[Source data — start]

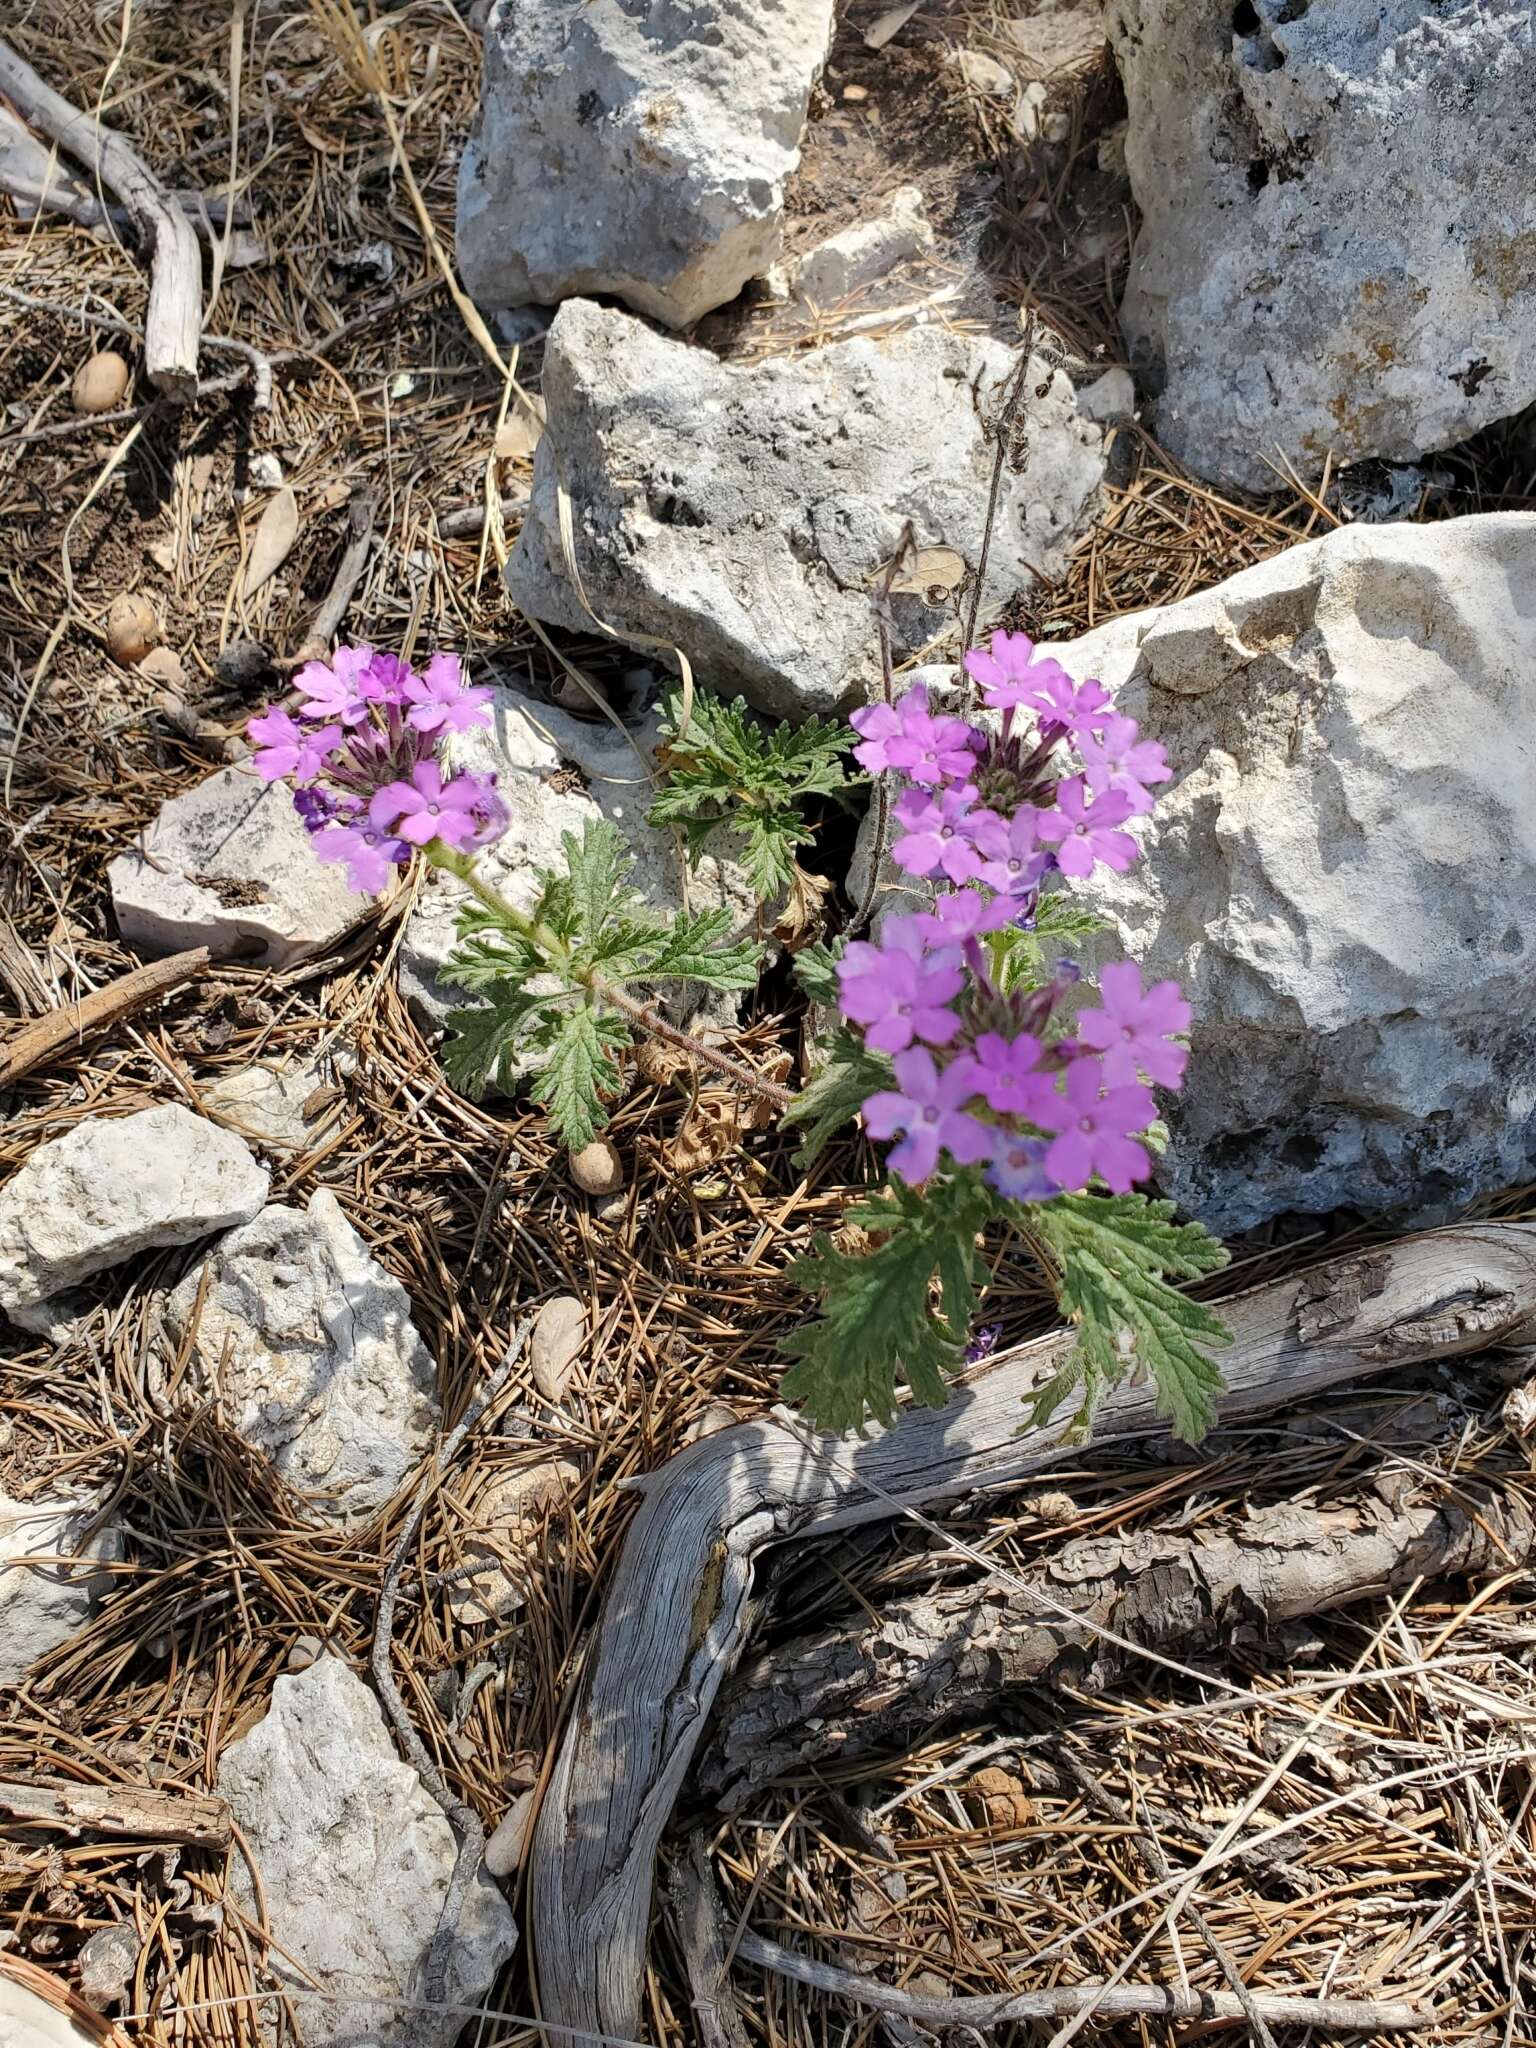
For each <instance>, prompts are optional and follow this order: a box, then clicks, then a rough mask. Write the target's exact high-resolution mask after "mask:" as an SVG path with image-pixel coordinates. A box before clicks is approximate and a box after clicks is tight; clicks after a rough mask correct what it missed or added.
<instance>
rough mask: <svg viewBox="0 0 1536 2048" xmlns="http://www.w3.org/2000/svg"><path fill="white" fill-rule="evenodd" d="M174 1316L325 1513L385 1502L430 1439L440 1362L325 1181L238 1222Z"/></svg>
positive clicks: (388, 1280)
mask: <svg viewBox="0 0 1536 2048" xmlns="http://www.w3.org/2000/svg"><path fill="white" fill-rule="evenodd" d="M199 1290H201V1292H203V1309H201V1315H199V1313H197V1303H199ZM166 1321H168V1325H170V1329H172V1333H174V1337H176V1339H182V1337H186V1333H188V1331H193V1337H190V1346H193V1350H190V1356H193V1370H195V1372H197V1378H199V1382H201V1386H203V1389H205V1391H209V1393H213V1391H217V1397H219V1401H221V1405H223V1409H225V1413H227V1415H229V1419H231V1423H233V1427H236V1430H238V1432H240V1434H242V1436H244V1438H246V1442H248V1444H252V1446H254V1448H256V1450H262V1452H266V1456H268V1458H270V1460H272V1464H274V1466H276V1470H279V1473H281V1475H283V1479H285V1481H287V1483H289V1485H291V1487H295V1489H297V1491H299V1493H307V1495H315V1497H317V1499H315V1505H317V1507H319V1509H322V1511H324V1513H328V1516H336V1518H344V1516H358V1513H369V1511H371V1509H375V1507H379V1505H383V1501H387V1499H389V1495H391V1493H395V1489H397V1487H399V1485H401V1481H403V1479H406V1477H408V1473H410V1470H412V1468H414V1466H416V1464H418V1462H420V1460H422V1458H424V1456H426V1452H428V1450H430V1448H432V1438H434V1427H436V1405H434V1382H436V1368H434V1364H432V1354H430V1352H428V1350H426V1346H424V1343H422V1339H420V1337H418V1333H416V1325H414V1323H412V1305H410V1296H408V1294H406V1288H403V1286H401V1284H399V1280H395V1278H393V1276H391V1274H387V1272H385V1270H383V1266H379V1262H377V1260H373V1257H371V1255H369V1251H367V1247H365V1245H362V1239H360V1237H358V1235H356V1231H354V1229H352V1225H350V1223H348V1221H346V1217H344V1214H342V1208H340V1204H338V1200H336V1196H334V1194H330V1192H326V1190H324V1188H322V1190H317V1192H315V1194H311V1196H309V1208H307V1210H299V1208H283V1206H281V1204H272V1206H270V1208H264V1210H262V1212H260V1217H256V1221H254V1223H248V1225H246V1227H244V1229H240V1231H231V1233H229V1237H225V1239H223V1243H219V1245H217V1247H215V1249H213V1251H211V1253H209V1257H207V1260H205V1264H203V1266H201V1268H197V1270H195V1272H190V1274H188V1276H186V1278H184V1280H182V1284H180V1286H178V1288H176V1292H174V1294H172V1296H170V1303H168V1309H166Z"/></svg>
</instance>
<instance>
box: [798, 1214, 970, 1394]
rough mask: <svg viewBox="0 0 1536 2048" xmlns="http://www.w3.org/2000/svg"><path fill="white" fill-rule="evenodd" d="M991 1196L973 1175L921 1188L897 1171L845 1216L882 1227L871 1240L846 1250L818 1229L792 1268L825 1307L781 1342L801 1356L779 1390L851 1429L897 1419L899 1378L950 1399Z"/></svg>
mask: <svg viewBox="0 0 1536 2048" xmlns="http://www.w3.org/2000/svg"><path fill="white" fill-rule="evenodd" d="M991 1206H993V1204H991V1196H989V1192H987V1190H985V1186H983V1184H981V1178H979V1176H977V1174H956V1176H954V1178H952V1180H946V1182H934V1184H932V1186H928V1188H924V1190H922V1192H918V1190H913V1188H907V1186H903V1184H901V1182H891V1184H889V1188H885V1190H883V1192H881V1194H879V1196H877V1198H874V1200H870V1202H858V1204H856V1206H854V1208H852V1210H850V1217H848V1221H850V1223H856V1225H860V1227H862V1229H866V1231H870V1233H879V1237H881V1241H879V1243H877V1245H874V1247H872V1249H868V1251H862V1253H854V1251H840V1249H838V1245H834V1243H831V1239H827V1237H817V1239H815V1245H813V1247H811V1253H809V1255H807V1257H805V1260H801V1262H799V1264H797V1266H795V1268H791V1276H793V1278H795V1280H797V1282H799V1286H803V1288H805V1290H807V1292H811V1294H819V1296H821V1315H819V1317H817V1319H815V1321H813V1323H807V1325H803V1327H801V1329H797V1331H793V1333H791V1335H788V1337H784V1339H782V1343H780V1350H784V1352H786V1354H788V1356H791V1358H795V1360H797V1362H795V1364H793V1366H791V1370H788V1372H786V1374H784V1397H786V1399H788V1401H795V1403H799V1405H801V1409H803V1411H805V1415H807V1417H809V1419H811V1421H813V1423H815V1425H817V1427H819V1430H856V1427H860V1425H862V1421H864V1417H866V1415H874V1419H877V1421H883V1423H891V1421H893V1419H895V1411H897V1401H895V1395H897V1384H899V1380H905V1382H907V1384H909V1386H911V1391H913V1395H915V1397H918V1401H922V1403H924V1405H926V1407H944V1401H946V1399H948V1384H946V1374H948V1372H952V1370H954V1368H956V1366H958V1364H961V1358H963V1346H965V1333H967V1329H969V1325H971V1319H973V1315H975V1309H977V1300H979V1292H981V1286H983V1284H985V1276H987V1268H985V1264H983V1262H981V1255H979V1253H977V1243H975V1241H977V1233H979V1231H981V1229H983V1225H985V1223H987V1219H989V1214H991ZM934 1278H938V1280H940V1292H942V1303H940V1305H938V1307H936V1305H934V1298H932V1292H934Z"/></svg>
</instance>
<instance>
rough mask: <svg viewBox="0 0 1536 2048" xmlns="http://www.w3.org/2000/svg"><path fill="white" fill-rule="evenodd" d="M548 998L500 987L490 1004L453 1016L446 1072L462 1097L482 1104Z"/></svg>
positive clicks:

[Source data — finish]

[The task] Would you print all the entries again exactly, minus any pictures?

[Output for this task]
For each <instance>, prompts are optional and follow this order: a box, then clicks, then a rough mask. Write the target's exact high-resolution mask after "mask:" as an SVG path with image-pixel coordinates. A box before clicks is approximate and a box after clicks is tight; clicks after a rough mask correct what it missed or added.
<instance>
rough mask: <svg viewBox="0 0 1536 2048" xmlns="http://www.w3.org/2000/svg"><path fill="white" fill-rule="evenodd" d="M174 1316L325 1513L385 1502L430 1439L440 1362L325 1181L238 1222Z"/></svg>
positive clicks: (388, 1280)
mask: <svg viewBox="0 0 1536 2048" xmlns="http://www.w3.org/2000/svg"><path fill="white" fill-rule="evenodd" d="M199 1290H201V1292H203V1309H201V1315H199V1313H197V1303H199ZM166 1321H168V1325H170V1329H172V1333H174V1337H176V1339H182V1337H186V1333H188V1331H193V1337H190V1346H193V1350H190V1356H193V1370H195V1372H197V1378H199V1382H201V1386H203V1389H205V1391H209V1393H213V1391H217V1397H219V1401H221V1405H223V1409H225V1413H227V1415H229V1419H231V1423H233V1427H236V1430H238V1432H240V1434H242V1436H244V1438H246V1442H248V1444H252V1446H254V1448H256V1450H262V1452H266V1456H268V1458H270V1460H272V1464H274V1466H276V1470H279V1473H281V1475H283V1479H285V1481H287V1483H289V1485H291V1487H295V1489H297V1491H299V1493H307V1495H315V1497H317V1499H315V1505H317V1507H319V1509H322V1511H324V1513H328V1516H336V1518H344V1516H358V1513H369V1511H371V1509H375V1507H379V1505H383V1501H387V1499H389V1495H391V1493H395V1489H397V1487H399V1485H401V1481H403V1479H406V1477H408V1473H410V1470H412V1468H414V1466H416V1464H418V1462H420V1460H422V1458H424V1456H426V1452H428V1450H430V1448H432V1438H434V1427H436V1405H434V1382H436V1368H434V1364H432V1354H430V1352H428V1350H426V1346H424V1343H422V1339H420V1337H418V1333H416V1325H414V1323H412V1305H410V1296H408V1294H406V1288H403V1286H401V1284H399V1280H395V1278H393V1276H391V1274H387V1272H385V1270H383V1266H379V1262H377V1260H373V1257H371V1255H369V1251H367V1247H365V1245H362V1239H360V1237H358V1235H356V1231H354V1229H352V1225H350V1223H348V1221H346V1217H344V1214H342V1208H340V1204H338V1200H336V1196H334V1194H330V1192H326V1190H324V1188H322V1190H317V1192H315V1194H311V1196H309V1208H307V1210H299V1208H283V1206H281V1204H272V1206H270V1208H264V1210H262V1212H260V1217H256V1221H254V1223H248V1225H246V1227H244V1229H240V1231H231V1233H229V1237H225V1239H223V1243H219V1245H217V1247H215V1249H213V1251H211V1253H209V1257H207V1260H205V1264H203V1266H201V1268H197V1270H195V1272H190V1274H188V1276H186V1278H184V1280H182V1284H180V1286H178V1288H176V1292H174V1294H172V1296H170V1303H168V1309H166Z"/></svg>
</instance>
<instance>
box: [798, 1214, 970, 1394]
rough mask: <svg viewBox="0 0 1536 2048" xmlns="http://www.w3.org/2000/svg"><path fill="white" fill-rule="evenodd" d="M991 1196L973 1175L921 1188L897 1171L845 1216L882 1227L871 1240L846 1250L818 1229L792 1268L825 1307L781 1342L801 1356L779 1390L851 1429L897 1419L899 1378L950 1399Z"/></svg>
mask: <svg viewBox="0 0 1536 2048" xmlns="http://www.w3.org/2000/svg"><path fill="white" fill-rule="evenodd" d="M991 1206H993V1204H991V1196H989V1192H987V1190H985V1186H983V1184H981V1178H979V1176H977V1174H956V1176H954V1178H952V1180H946V1182H934V1184H932V1186H928V1188H924V1190H922V1192H918V1190H913V1188H907V1186H903V1184H901V1182H891V1184H889V1188H885V1190H883V1192H881V1194H879V1196H877V1198H874V1200H870V1202H858V1204H856V1206H854V1208H852V1210H850V1217H848V1221H850V1223H856V1225H860V1227H862V1229H866V1231H870V1233H879V1237H881V1241H879V1243H877V1245H874V1247H872V1249H868V1251H862V1253H854V1251H840V1249H838V1245H834V1243H831V1239H827V1237H817V1239H815V1245H813V1247H811V1253H809V1255H807V1257H805V1260H801V1262H799V1264H797V1266H795V1268H791V1276H793V1278H795V1280H797V1282H799V1286H803V1288H805V1290H807V1292H811V1294H819V1296H821V1315H819V1317H817V1319H815V1321H813V1323H807V1325H803V1327H801V1329H797V1331H793V1333H791V1335H788V1337H784V1339H782V1343H780V1350H784V1352H786V1354H788V1356H791V1358H795V1360H797V1362H795V1364H793V1366H791V1370H788V1372H786V1374H784V1397H786V1399H788V1401H795V1403H799V1405H801V1409H803V1411H805V1415H807V1417H809V1419H811V1421H813V1423H815V1425H817V1427H819V1430H856V1427H860V1425H862V1421H864V1417H866V1415H874V1419H877V1421H883V1423H891V1421H893V1419H895V1411H897V1401H895V1395H897V1384H899V1380H905V1382H907V1384H909V1386H911V1391H913V1395H915V1397H918V1401H922V1403H924V1405H926V1407H944V1401H946V1399H948V1384H946V1374H948V1372H952V1370H954V1368H956V1366H958V1364H961V1358H963V1346H965V1333H967V1329H969V1325H971V1319H973V1315H975V1309H977V1300H979V1292H981V1286H983V1284H985V1276H987V1268H985V1264H983V1262H981V1255H979V1253H977V1243H975V1241H977V1233H979V1231H981V1229H983V1225H985V1223H987V1219H989V1214H991ZM934 1278H938V1280H940V1292H942V1303H940V1305H938V1307H936V1305H934V1298H932V1292H934Z"/></svg>
</instance>
<instance>
rough mask: <svg viewBox="0 0 1536 2048" xmlns="http://www.w3.org/2000/svg"><path fill="white" fill-rule="evenodd" d="M548 998L500 987L490 1004L453 1016L446 1072L462 1097L482 1104Z"/></svg>
positive clicks:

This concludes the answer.